_Text_

....

And the numbering could be three numbers and a single letter (ex. 123A), three numbers and two letters (ex. 456BC), or three numbers and three letters (ex. 789DEF). There seems to be no rhyme nor reason as to which plates get what combination, or where they are issued.

I guess it's just another reason to try one of the other alternatives, which my parents did in 2008. Mom's Freestyle and Dad's 2003 Dodge Ram pickup both wear IGWT plates, and wear them proudly.

Now, if I could convince them both to switch to the Lincoln plate this year, I'll finally get a couple of IGWT plates in my collection ... HA!

UPDATE, JUNE 1, 2009: During the spring of 2009, it appears Indiana has switched to recycled aluminum for its license plates. A small recycle symbol (familiar to most of us) is now printed in the lower left-hand corner of each plate. I've seen it on standard and IGWT plates.

Where they're from:
  • The In God We Trust plate belonged to my grandfather, Floyd Newkirk, and was used on his 2005 Chevrolet Venture.  Its sibling, TO 8774 (not pictured), was used on his 1985 Chevrolet Silverado. 
  • The standard-issue plate from Hamilton County (738PAU) came in a trade from Dave Nicholson.
  • The LBH plate image is from the Indiana BMV, used with their blessing in an exchange whereby they're using some of my plates on their site. The 2009 standard plate is from Hamilton County.

2004-08: Flatter than a pancake?







You can well imagine people's shock and dismay when this plate came out.

And there was much gnashing and grinding of teeth, and wailing and moaning ... oh, wait, that's a different story. Sorry about that.

....

_Entries provided_
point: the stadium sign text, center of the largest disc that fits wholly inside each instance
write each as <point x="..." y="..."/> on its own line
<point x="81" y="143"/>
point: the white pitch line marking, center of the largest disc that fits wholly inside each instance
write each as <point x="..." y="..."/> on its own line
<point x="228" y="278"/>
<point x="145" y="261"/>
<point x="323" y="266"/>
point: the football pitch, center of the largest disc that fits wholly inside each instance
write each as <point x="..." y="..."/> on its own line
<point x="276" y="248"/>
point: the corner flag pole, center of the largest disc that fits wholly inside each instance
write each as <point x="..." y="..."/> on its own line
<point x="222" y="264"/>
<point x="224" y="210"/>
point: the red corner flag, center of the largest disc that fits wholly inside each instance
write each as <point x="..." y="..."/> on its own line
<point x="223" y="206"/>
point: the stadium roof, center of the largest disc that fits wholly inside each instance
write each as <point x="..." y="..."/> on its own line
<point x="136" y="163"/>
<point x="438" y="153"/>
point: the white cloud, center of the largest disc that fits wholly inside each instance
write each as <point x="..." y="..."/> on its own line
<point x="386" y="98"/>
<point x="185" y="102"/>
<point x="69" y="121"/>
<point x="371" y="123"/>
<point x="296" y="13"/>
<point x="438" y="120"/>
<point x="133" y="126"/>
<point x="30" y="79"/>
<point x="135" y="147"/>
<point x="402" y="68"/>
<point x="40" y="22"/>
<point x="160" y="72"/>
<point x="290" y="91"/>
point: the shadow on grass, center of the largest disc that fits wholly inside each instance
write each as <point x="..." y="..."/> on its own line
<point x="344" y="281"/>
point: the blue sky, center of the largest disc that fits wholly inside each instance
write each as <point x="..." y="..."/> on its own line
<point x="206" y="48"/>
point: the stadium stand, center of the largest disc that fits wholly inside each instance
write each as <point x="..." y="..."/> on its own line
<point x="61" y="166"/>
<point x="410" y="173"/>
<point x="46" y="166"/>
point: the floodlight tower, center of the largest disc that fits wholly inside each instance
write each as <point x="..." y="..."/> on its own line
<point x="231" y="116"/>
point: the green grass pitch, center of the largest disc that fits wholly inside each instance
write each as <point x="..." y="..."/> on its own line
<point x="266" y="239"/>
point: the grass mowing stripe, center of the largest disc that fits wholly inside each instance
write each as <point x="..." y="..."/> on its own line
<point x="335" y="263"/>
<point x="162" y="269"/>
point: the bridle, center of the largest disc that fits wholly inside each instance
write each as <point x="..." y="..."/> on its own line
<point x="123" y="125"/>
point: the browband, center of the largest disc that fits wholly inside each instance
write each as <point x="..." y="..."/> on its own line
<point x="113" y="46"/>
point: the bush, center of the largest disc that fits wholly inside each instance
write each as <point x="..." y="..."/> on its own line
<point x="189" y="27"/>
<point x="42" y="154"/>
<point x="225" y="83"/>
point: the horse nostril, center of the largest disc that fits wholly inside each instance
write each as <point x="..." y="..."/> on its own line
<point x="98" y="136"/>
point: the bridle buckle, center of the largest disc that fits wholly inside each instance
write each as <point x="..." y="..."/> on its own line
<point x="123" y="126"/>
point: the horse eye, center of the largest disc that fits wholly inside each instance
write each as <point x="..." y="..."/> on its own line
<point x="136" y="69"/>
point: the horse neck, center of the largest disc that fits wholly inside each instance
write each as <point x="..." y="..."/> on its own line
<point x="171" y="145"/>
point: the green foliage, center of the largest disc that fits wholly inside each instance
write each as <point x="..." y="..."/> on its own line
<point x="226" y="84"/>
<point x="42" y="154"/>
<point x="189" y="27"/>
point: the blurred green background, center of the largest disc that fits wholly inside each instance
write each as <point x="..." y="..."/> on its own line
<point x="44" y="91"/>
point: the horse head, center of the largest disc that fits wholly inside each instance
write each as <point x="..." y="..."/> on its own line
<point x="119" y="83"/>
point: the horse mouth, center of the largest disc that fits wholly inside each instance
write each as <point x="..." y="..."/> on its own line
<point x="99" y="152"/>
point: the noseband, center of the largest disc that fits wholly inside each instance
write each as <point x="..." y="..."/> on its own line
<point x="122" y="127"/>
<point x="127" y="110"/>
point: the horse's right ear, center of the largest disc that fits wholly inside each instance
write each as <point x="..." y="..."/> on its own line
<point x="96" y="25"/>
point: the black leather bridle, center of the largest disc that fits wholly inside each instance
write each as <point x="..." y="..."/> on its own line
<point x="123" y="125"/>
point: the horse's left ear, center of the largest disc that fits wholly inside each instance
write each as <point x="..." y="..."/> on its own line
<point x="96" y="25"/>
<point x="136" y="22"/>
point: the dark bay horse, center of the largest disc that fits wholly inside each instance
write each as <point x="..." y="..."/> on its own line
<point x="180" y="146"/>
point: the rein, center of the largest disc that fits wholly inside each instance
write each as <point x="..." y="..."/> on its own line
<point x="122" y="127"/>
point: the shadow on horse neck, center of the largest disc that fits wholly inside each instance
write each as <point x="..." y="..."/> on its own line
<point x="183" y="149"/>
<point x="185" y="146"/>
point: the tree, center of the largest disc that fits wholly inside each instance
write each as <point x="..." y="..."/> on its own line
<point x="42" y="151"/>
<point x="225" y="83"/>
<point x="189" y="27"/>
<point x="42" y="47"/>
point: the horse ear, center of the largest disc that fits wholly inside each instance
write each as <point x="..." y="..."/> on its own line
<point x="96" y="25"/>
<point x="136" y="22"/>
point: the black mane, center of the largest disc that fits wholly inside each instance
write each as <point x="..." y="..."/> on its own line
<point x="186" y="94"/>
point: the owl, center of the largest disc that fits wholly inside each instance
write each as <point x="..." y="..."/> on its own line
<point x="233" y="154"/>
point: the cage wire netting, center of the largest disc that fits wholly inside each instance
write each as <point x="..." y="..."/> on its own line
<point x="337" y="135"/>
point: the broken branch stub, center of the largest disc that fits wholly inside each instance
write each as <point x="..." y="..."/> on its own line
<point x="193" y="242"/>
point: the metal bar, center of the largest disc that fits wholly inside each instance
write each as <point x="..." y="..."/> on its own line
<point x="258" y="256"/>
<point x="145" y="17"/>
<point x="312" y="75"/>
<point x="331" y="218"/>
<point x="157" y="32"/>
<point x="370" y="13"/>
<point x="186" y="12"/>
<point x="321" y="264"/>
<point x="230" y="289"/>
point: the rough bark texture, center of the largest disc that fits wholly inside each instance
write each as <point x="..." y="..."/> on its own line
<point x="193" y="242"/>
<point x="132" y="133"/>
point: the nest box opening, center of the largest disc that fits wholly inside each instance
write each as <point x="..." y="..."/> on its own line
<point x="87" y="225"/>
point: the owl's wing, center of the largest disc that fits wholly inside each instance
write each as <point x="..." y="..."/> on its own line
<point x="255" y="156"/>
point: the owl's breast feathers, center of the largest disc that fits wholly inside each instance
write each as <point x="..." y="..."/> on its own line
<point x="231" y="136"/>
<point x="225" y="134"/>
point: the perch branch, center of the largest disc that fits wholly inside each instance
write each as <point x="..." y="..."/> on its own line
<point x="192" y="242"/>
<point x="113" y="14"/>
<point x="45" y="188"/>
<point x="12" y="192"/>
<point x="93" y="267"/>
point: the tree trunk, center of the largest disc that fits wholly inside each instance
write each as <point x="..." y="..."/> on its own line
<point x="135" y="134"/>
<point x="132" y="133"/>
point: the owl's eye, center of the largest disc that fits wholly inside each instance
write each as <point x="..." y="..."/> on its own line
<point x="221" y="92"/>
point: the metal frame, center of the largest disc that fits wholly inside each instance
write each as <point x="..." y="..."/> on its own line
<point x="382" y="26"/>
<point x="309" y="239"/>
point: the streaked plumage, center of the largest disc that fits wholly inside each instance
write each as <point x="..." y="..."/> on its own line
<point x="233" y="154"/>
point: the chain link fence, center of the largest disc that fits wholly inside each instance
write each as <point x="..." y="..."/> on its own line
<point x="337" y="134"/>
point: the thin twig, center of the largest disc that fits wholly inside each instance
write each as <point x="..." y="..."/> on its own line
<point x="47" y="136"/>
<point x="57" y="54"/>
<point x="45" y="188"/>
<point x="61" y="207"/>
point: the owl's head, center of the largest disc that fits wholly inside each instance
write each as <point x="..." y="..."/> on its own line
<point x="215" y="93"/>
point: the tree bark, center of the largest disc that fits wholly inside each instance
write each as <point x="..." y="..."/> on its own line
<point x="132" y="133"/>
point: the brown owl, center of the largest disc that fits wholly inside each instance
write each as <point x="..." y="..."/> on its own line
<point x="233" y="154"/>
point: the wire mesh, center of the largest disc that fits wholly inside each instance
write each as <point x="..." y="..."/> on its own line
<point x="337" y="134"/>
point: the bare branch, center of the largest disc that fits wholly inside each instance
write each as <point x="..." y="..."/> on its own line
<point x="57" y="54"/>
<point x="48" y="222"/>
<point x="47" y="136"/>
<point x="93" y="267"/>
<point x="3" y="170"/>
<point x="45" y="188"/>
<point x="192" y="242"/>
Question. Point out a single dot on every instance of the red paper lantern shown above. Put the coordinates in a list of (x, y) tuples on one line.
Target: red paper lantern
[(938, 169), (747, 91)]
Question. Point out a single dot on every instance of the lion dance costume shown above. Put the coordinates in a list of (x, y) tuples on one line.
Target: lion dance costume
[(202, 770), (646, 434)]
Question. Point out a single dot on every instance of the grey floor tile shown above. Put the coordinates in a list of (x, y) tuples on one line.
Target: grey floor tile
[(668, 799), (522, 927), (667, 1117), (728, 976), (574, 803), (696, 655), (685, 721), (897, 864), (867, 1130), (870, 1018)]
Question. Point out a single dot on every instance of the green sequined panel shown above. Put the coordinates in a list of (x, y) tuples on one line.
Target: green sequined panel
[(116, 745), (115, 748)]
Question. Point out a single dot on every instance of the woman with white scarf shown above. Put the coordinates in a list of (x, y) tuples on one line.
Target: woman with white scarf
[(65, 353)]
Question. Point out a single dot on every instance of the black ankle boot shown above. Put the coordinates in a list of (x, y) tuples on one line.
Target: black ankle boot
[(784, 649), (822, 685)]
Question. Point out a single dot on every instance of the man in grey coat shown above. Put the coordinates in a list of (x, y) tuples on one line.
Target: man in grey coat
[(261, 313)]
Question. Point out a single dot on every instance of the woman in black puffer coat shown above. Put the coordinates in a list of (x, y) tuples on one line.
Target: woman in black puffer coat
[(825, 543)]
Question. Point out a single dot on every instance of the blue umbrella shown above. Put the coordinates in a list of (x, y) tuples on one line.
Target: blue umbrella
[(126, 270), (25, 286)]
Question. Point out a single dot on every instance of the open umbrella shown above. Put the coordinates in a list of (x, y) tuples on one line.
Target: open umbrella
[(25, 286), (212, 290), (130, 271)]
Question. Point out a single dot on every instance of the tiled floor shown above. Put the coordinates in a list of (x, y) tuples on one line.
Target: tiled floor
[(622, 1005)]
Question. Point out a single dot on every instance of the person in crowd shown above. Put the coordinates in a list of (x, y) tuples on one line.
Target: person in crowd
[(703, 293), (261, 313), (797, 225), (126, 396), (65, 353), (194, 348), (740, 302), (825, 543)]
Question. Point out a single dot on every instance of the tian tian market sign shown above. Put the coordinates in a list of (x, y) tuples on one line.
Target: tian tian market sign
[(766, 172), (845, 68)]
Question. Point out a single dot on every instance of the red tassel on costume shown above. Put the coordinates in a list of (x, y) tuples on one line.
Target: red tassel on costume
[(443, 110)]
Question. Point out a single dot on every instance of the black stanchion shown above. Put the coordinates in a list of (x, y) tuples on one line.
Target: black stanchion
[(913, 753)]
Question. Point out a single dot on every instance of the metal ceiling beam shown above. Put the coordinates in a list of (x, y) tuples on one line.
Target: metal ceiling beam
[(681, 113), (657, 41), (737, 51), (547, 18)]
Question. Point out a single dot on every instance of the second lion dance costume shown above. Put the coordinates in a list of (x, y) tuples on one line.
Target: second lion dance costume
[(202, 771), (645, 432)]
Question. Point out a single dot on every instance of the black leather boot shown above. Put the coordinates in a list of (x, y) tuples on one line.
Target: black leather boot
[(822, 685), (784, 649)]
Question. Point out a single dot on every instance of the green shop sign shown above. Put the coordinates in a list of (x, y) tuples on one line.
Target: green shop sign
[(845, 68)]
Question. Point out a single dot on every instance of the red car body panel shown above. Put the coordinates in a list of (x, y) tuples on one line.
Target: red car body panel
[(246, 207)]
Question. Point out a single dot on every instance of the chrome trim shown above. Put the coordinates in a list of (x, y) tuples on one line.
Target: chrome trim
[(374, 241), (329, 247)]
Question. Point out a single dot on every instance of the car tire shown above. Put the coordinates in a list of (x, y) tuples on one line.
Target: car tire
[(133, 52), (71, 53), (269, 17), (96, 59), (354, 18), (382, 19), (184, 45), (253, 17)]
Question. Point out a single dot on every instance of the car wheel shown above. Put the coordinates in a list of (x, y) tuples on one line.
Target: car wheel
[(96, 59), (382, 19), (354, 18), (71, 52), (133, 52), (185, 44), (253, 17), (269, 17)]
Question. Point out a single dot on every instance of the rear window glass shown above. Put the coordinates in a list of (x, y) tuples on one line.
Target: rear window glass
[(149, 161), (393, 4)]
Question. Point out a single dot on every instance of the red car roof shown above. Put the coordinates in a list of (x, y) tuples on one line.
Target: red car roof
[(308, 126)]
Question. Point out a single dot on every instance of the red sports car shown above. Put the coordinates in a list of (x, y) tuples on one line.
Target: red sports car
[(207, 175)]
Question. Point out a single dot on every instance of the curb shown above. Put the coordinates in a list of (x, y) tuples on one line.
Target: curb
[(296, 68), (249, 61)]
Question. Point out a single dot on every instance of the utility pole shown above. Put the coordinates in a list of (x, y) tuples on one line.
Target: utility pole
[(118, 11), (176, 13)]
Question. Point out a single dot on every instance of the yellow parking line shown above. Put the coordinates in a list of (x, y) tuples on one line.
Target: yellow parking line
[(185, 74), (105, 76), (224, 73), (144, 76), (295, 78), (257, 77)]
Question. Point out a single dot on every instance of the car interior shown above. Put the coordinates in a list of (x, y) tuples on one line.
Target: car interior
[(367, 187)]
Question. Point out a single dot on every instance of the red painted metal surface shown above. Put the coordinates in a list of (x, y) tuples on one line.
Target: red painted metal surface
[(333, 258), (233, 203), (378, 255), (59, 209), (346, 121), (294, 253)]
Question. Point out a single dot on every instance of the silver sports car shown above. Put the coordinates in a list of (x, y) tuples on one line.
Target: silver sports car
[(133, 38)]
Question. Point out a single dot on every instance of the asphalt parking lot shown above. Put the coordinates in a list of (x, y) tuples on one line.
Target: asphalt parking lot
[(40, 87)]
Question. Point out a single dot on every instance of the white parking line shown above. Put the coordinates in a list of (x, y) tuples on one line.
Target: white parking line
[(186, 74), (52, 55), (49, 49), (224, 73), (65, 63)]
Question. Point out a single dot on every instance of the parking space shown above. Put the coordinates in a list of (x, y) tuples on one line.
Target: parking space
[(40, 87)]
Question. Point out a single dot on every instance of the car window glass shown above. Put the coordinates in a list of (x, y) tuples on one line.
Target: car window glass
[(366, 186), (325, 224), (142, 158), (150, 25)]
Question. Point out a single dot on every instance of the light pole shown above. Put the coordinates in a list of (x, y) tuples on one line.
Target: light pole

....

_Explore the material_
1. Retype the Indiana license plate text from "Now, if I could" up to and including "1985 Chevrolet Silverado.".
2. In the Indiana license plate text, where on each plate is the small recycle symbol printed?
The rows have no connection to the Indiana license plate text.

_Solutions below_
1.
Now, if I could convince them both to switch to the Lincoln plate this year, I'll finally get a couple of IGWT plates in my collection ... HA!

UPDATE, JUNE 1, 2009: During the spring of 2009, it appears Indiana has switched to recycled aluminum for its license plates. A small recycle symbol (familiar to most of us) is now printed in the lower left-hand corner of each plate. I've seen it on standard and IGWT plates.

Where they're from:
  • The In God We Trust plate belonged to my grandfather, Floyd Newkirk, and was used on his 2005 Chevrolet Venture.  Its sibling, TO 8774 (not pictured), was used on his 1985 Chevrolet Silverado.

2. In the lower left-hand corner.